▸ **Activity**: Return the run of lines below that opens with the line containing "The response should indicate, for every instance of the lake" and closes with the line containing "the dark wing", keeping each one exact.

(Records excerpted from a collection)
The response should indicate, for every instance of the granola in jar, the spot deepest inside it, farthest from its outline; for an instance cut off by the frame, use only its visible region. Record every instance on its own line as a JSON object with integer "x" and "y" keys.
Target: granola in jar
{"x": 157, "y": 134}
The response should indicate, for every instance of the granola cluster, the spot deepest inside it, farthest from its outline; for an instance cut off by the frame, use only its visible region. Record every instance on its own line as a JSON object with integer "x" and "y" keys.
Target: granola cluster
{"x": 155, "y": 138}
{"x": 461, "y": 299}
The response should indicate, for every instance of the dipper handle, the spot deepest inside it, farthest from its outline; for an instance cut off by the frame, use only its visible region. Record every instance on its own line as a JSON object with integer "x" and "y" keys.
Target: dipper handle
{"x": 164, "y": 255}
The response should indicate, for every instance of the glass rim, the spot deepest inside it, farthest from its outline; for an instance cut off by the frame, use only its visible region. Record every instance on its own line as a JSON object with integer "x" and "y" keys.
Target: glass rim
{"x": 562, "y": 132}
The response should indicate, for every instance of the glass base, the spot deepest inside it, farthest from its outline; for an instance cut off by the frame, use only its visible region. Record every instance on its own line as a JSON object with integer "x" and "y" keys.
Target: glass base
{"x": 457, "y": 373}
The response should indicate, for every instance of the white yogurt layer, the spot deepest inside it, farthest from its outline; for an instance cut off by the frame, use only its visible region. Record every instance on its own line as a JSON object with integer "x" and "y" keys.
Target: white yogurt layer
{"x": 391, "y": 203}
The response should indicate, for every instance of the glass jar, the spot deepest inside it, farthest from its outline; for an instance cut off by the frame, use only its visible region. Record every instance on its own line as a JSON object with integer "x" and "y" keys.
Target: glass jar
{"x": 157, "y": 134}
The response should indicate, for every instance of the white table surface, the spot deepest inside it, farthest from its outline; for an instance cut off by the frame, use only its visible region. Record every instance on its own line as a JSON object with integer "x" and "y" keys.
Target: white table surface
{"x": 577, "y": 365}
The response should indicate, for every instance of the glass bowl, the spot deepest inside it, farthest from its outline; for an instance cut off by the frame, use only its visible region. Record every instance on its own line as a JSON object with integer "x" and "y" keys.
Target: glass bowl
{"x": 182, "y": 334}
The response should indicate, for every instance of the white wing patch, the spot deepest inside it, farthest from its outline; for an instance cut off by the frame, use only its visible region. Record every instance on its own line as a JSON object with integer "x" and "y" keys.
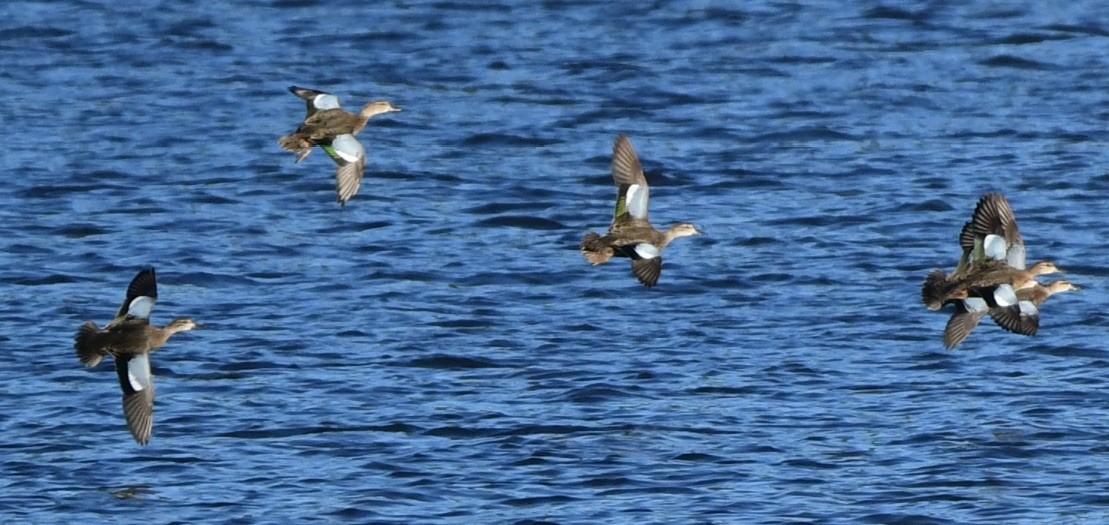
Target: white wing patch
{"x": 326, "y": 102}
{"x": 647, "y": 251}
{"x": 1005, "y": 295}
{"x": 975, "y": 304}
{"x": 348, "y": 148}
{"x": 141, "y": 306}
{"x": 995, "y": 248}
{"x": 637, "y": 200}
{"x": 139, "y": 372}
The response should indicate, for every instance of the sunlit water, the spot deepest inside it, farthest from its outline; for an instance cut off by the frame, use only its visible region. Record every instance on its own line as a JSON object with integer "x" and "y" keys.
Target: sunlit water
{"x": 437, "y": 351}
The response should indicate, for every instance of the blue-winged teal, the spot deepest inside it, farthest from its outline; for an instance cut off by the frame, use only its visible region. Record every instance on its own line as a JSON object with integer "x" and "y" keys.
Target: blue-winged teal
{"x": 992, "y": 276}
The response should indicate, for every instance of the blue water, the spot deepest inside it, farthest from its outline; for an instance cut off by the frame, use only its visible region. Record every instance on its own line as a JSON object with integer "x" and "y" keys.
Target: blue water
{"x": 437, "y": 351}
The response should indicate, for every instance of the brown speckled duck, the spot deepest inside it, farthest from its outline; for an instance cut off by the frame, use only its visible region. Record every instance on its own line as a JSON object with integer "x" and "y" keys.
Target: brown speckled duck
{"x": 130, "y": 339}
{"x": 992, "y": 276}
{"x": 631, "y": 234}
{"x": 993, "y": 254}
{"x": 333, "y": 129}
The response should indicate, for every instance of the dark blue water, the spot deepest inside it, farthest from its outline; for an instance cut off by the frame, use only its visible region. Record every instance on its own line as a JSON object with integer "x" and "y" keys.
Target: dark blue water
{"x": 438, "y": 351}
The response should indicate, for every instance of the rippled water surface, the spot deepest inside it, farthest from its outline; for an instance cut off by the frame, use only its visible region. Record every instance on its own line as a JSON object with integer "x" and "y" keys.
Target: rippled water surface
{"x": 437, "y": 351}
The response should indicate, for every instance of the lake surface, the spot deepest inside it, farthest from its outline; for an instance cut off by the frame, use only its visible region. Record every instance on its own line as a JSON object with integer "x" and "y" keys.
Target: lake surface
{"x": 437, "y": 351}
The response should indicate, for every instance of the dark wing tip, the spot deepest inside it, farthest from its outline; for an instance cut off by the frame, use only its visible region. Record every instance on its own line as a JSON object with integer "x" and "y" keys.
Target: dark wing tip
{"x": 87, "y": 349}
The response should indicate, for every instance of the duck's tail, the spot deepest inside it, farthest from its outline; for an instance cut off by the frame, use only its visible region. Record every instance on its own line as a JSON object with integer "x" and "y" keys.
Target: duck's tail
{"x": 934, "y": 291}
{"x": 88, "y": 349}
{"x": 596, "y": 250}
{"x": 296, "y": 143}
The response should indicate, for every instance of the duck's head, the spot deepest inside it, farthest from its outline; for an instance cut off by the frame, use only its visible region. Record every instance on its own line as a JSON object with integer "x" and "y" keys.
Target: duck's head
{"x": 1044, "y": 268}
{"x": 377, "y": 107}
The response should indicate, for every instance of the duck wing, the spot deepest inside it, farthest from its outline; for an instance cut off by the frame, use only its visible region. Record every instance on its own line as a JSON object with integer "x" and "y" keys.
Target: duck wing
{"x": 142, "y": 294}
{"x": 967, "y": 314}
{"x": 993, "y": 229}
{"x": 138, "y": 385}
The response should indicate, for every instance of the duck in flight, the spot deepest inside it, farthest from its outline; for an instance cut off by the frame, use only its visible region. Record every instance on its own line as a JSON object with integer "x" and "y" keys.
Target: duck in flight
{"x": 631, "y": 234}
{"x": 130, "y": 339}
{"x": 333, "y": 129}
{"x": 992, "y": 276}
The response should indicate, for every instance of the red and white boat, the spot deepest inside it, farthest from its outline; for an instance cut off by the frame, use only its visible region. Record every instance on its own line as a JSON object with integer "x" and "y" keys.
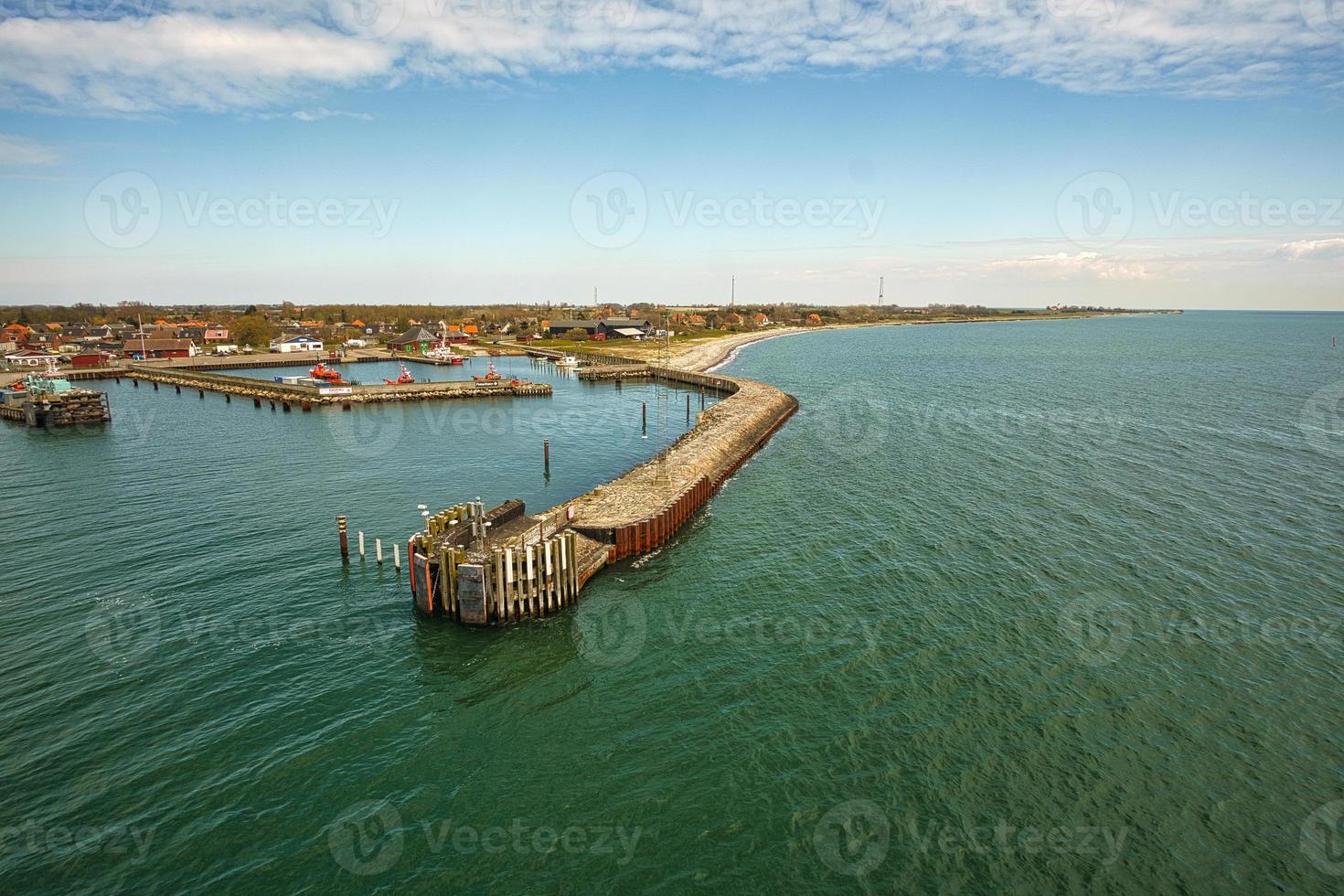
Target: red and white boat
{"x": 403, "y": 379}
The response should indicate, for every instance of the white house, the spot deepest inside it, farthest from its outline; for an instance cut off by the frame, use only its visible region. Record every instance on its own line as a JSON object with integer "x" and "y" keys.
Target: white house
{"x": 297, "y": 344}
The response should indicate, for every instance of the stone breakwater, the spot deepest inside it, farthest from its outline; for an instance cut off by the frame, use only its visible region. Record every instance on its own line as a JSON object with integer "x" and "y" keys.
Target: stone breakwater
{"x": 526, "y": 566}
{"x": 308, "y": 395}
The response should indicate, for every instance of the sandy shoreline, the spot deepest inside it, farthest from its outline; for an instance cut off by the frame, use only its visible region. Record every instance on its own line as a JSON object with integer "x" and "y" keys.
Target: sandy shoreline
{"x": 703, "y": 359}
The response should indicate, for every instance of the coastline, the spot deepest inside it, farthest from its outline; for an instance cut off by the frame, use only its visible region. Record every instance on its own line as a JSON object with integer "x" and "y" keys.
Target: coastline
{"x": 711, "y": 357}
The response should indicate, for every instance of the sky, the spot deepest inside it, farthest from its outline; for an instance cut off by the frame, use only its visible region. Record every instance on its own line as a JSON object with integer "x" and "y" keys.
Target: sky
{"x": 1183, "y": 154}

▸ **Task solution**:
The response should indicate, for every instance of the lake surface, the spot deepest inside it, farthest from its outline; for an instance cut off by the frame, use only its visible region. Record every instance on its own line as a JSON object with integer "x" and "y" keys.
Target: lake surface
{"x": 437, "y": 351}
The response should indicate, for every instance of the dark wing tip, the spot deepest inside it, farthest from its outline; for an instance cut off by the frame, use only its visible region. Record every instance on its own line as a JSON object with integer "x" and "y" keys.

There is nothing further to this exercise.